◆ **What you are asked to do**
Return each line of the listing below that contains the string "tree", and treat uppercase and lowercase as different.

◆ **Stored records**
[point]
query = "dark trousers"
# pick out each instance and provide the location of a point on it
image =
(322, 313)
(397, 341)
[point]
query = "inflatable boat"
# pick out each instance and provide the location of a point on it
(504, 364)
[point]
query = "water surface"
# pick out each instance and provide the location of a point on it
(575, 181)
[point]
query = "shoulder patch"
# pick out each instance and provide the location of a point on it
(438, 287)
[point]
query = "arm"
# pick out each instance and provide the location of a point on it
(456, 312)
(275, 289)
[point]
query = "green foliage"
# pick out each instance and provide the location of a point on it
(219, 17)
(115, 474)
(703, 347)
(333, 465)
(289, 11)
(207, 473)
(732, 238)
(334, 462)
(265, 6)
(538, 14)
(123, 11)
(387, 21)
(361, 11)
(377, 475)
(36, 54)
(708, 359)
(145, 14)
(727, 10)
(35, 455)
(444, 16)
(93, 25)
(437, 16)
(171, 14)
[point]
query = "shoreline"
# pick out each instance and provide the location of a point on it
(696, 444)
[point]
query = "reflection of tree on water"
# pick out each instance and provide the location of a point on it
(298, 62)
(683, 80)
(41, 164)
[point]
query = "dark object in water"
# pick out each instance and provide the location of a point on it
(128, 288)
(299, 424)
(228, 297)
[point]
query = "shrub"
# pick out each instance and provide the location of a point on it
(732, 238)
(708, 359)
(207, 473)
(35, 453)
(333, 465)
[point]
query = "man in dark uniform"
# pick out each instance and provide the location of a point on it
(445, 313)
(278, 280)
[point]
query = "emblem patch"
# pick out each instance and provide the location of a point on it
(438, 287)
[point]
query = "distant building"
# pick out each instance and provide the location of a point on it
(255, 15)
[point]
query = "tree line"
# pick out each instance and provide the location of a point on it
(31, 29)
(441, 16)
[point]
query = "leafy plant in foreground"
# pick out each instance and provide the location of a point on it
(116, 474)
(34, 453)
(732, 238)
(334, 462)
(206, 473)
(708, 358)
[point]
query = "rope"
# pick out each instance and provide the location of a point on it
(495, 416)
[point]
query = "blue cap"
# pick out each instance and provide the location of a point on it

◆ **Written reply**
query = "reflection of tree on water"
query = "tree line"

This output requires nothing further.